» **Instruction 1**: Copy the passage of the gujiya recipe starting at "These yummy Dahi" and ending at "moyen or fat.".
» **Instruction 2**: Write what comes next in the gujiya recipe, picking up from its final sentence.

The traditional Indian Aloo Tokri Chaat and how to make it 

These yummy Dahi Bhallas are a must have in Holi

How to make Mawa Gujiya

Have you seen the gujiyas made with the pleats? They look so pretty. They need patience and practiced hands. I tried using a plastic gujiya cutter, one which I bought from amazon but I did not like the outcome. Plus they were giant sized. So I borrowed an aluminium gujiya cutter from my friend Sudarshana. These were perfect sized, 3 inches and little more. 

The steps

  • The first step is to make the dough. This dough is quite similar to that of a luchi with little extra moyen or fat. 
  • Mix 2 cups of flour with 1/4 cup of ghee, a pinch of salt and a tsp of sugar. Then slowly add a little warm water and make a tight but elastic dough.

» **Given entries**:
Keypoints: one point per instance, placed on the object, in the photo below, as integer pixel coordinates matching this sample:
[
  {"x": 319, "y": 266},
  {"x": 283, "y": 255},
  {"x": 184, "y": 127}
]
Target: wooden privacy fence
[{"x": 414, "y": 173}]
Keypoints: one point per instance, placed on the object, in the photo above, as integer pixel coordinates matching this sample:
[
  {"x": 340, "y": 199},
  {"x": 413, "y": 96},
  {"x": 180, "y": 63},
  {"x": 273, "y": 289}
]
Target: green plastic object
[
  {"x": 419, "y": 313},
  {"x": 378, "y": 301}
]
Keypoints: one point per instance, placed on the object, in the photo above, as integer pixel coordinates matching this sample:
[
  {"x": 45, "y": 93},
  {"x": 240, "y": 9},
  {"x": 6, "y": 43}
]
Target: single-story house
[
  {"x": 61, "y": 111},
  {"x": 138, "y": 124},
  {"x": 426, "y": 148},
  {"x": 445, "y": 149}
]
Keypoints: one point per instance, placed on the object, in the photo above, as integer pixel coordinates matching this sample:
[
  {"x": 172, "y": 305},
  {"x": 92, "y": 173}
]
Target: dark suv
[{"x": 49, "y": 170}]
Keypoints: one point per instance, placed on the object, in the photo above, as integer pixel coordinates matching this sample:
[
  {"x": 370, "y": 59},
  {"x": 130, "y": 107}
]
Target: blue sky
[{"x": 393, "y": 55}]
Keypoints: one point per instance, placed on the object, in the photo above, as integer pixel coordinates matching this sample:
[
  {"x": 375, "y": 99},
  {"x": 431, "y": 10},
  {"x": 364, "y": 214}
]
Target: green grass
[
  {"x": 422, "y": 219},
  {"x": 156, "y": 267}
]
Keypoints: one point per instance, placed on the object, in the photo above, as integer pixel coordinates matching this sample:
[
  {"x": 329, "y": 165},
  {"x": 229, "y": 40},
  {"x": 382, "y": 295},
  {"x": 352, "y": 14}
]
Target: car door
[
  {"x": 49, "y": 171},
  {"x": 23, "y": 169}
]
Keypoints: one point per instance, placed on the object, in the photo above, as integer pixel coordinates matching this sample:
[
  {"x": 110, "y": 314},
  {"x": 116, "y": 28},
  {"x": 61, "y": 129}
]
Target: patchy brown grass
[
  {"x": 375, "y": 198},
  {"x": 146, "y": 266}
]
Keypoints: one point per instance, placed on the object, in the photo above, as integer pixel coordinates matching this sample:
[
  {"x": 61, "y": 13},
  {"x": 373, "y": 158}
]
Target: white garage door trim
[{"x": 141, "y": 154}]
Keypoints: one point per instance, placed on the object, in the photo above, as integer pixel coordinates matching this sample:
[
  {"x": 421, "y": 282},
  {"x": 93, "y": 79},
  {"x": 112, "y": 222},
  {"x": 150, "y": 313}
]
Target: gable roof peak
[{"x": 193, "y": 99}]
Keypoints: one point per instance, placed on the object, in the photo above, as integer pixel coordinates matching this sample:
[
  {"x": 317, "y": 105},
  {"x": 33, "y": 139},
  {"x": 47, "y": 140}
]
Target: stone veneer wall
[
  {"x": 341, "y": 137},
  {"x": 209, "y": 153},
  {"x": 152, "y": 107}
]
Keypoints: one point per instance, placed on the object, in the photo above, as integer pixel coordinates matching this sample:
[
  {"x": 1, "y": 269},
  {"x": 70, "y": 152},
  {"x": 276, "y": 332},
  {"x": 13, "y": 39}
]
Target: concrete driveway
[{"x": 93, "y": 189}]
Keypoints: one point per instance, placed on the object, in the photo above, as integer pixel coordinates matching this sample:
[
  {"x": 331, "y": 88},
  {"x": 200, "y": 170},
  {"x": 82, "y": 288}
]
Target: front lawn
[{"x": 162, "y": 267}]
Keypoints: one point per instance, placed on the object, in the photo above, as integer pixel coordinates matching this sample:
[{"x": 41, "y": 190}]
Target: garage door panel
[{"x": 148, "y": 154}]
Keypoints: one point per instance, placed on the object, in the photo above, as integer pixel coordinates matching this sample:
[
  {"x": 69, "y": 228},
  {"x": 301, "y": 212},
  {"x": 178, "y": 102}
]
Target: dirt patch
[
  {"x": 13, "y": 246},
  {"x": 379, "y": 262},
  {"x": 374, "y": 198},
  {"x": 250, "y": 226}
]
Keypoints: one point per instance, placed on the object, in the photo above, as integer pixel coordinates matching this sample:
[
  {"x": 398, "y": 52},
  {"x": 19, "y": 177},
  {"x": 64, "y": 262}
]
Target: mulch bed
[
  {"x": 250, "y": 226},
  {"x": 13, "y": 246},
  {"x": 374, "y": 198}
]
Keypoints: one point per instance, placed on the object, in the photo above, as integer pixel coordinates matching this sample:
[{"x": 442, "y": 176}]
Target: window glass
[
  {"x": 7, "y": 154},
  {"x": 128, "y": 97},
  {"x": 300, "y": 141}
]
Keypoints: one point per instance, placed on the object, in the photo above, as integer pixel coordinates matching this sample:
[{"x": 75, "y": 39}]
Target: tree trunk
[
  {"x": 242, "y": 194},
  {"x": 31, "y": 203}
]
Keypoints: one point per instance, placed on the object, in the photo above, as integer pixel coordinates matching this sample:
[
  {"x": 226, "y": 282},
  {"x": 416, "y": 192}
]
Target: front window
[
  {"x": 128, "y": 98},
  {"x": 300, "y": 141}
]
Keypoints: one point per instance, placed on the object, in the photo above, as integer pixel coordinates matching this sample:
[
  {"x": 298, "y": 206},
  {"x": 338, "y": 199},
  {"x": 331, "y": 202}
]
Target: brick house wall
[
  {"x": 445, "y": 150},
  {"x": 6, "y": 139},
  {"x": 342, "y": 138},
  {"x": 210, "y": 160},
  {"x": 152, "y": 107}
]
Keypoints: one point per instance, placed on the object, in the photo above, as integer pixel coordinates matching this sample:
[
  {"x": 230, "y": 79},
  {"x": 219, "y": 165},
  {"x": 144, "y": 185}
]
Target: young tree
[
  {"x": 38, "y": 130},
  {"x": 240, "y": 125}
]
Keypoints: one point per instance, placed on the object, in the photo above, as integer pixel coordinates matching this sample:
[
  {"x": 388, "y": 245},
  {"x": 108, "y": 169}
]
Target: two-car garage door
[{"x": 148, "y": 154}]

» **Exercise result 1**:
These yummy Dahi Bhallas are a must have in Holi

How to make Mawa Gujiya

Have you seen the gujiyas made with the pleats? They look so pretty. They need patience and practiced hands. I tried using a plastic gujiya cutter, one which I bought from amazon but I did not like the outcome. Plus they were giant sized. So I borrowed an aluminium gujiya cutter from my friend Sudarshana. These were perfect sized, 3 inches and little more. 

The steps

  • The first step is to make the dough. This dough is quite similar to that of a luchi with little extra moyen or fat.

» **Exercise result 2**:
  • Once the dough is ready, cover it with a kitchen towel and let it rest for 15 minutes.
  • While the dough is resting, make the stuffing.
  • For the stuffing, you need to brown 1/3rd cup of sooji (semolina) in a couple of tbsp of ghee. Once the sooji has browned (not burnt), you need to keep it aside in a mixing bowl. 
  • In the same pan, fry the mawa. You can use about 3/4 cup of mawa for this or one cup, depending on your choice of richness of this dish. Once the mawa has a little brown colour, transfer it to the sooji. 
  • Dry roast the chopped nuts and add to the mixing bowl. 
  • Add the raisins and once the mix has cooled down a bit, add 3/4 cup powdered sugar to the mixing bowl. You can adjust the quantity of sugar and remove a 2 tbsp of sugar if you don’t want it too sweet. Also, ideally ‘bura’ is used for making gujiya. Bura is a grainy powdered sugar which can be made at home. Nowadays you get them on big basket as well. However, if you cannot manage to find bura, use normal superfine sugar instead. 
  • Then mix everything together and keep aside. This is your filling which needs to cool down before you stuff it in the dough.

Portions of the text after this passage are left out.